第4回福井脳神経外科手術セミナー
2月25日(土)に福井メディカルシミュレーションセンターおよび臨床教育センター「白翁会ホール」にて、第4回福井脳神経外科手術セミナーを開催しました。今回は4回目にして初めて、「脳血管内治療」をテーマとして取り上げました。
第1部は、シミュレーターや血管モデルを用いて「血管内治療実習」を行いました。若手からベテランまで12名の脳外科医と研修医が参加し、動脈瘤コイル塞栓術、血栓回収術、頚動脈ステント留置術などについて実習しました。この日は放射線技師の方や看護師の皆さんにもお集まりいただき、実際に機器を手に取って血管内治療を体験していただきました。
第2部の「手術症例検討会」は、市立敦賀病院脳神経外科部長・新井良和先生座長のもと、公立小浜病院脳神経外科・木戸口正宗先生から「椎骨脳底動脈急性閉塞の1例」について、当科・山田真輔先生から「脳室内出血にて発症したoccipital sinus dural AVFの1例」について発表してもらいました。いずれも希少で教育的な症例で、会場から様々な意見が聞かれ、特別講師の根本教授からもアドバイスをいただきました。
第3部の「特別講演」には東京医科歯科大学血管内治療科教授・根本繁先生をお招きし、「血管内治療 -脳神経外科医はどのようにかかわればよいか-」という演題でお話しいただきました。根本先生は、留学先のWestern Ontario大学でDrake教授から後方循環の動脈瘤クリッピング術を学ぶ一方、同僚であったVinuela先生(のちのUCLA神経放射線科教授)とともに当時まだ確立されていなかった脳血管内治療を始め、その発展に貢献されました。国内では虎の門病院、自治医科大学、東京医科歯科大学に血管内治療科を新設し、それぞれの初代部長・教授として血管内治療の普及に努められました。現在も東京医科歯科大学の血管内治療専用研究室で、新たな治療法の開発や脳血管内治療医の教育に積極的に取り組んでおられます。まさに脳血管内治療の歴史を歩んで来られた先生で、大変興味深い話ばかりでした。

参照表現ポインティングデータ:

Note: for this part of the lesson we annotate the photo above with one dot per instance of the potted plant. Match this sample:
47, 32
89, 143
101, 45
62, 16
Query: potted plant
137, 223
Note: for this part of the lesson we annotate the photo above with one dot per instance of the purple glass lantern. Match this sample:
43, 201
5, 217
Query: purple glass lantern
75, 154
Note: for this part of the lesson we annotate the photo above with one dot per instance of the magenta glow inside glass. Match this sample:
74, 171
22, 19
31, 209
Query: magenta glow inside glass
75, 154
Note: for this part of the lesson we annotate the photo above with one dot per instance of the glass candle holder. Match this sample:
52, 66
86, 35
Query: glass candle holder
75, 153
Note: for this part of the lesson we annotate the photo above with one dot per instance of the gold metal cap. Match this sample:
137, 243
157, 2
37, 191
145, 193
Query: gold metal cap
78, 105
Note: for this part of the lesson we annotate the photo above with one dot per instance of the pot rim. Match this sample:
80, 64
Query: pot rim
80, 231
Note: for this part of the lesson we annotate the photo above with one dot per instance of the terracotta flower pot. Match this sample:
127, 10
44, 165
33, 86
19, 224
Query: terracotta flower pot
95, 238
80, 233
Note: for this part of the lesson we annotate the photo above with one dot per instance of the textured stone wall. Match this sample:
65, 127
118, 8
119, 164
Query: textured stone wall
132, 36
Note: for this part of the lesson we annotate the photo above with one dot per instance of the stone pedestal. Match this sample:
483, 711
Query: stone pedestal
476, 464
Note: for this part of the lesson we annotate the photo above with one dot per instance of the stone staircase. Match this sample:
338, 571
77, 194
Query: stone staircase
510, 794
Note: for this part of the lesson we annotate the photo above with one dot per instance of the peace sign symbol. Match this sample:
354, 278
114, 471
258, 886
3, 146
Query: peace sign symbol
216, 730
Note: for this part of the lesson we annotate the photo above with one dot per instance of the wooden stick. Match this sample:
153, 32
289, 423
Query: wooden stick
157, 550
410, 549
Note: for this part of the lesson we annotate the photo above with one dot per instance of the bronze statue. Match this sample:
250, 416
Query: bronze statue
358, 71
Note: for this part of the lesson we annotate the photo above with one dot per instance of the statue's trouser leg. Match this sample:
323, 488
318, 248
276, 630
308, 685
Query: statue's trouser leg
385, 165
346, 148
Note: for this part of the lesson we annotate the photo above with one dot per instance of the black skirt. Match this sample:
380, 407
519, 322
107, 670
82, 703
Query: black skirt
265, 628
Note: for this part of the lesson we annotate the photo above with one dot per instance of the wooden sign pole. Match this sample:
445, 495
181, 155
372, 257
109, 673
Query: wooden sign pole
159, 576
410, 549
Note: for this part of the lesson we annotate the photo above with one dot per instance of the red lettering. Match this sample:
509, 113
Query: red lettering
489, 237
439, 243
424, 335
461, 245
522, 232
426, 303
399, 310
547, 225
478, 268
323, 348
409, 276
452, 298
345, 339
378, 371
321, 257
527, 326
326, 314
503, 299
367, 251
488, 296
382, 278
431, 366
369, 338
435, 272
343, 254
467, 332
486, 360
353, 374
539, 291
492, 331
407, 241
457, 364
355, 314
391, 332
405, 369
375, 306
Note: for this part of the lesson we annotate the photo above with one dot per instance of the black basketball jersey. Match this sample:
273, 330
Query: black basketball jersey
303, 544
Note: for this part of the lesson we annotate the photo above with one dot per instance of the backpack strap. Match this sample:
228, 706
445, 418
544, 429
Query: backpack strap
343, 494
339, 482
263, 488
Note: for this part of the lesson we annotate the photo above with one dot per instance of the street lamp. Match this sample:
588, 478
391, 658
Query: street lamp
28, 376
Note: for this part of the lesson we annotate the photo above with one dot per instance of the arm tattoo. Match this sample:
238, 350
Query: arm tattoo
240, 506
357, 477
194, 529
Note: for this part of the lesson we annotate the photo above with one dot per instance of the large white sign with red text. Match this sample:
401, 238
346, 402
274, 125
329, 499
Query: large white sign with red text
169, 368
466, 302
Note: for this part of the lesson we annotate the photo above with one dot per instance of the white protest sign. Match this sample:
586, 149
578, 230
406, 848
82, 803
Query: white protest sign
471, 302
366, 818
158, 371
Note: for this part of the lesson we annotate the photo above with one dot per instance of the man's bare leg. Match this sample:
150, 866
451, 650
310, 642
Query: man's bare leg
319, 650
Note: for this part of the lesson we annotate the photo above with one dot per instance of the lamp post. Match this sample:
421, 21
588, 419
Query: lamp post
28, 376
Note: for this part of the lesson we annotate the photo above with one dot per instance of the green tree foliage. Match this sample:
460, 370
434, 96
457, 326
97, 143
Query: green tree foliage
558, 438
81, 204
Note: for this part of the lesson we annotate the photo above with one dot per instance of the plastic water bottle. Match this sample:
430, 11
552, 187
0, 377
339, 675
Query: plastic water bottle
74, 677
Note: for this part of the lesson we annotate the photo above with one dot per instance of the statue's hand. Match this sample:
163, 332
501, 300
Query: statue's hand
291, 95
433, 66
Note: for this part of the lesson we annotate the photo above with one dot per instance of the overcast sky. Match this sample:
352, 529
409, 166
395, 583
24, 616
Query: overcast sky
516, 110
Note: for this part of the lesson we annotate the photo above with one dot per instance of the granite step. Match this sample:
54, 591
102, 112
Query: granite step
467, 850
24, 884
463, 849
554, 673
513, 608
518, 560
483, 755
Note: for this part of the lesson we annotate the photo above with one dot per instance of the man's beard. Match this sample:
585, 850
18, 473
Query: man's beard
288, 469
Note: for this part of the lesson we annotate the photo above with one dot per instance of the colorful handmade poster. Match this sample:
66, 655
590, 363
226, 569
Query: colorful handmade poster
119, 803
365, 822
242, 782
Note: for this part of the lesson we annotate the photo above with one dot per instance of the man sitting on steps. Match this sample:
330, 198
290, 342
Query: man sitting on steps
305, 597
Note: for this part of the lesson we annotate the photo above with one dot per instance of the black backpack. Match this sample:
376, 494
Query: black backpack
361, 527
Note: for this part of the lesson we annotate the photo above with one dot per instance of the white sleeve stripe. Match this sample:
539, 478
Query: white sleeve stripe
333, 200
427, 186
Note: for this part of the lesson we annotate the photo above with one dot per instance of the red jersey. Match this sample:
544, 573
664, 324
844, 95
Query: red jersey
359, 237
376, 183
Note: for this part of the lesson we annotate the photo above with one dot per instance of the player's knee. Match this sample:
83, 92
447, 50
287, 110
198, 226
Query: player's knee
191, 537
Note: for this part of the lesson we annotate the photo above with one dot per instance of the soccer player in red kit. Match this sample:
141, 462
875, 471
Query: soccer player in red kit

- **やること**
1. 原文の内容を2文に要約せよ。
2. 原文のうち、「第1部は、シミュレーターや血」から始まって「療を体験していただきました。」までの部分を一字も変えずに書き写せ。

- **各項目の解答**
1. 2月25日に開催された第4回福井脳神経外科手術セミナーは初めて「脳血管内治療」をテーマとし、第1部では12名の脳外科医と研修医がシミュレーターや血管モデルを用いて血管内治療実習を行った。第2部の手術症例検討会では希少で教育的な2症例が発表され、第3部では東京医科歯科大学血管内治療科教授・根本繁先生が「血管内治療 -脳神経外科医はどのようにかかわればよいか-」という演題で特別講演を行った。

2.
第1部は、シミュレーターや血管モデルを用いて「血管内治療実習」を行いました。若手からベテランまで12名の脳外科医と研修医が参加し、動脈瘤コイル塞栓術、血栓回収術、頚動脈ステント留置術などについて実習しました。この日は放射線技師の方や看護師の皆さんにもお集まりいただき、実際に機器を手に取って血管内治療を体験していただきました。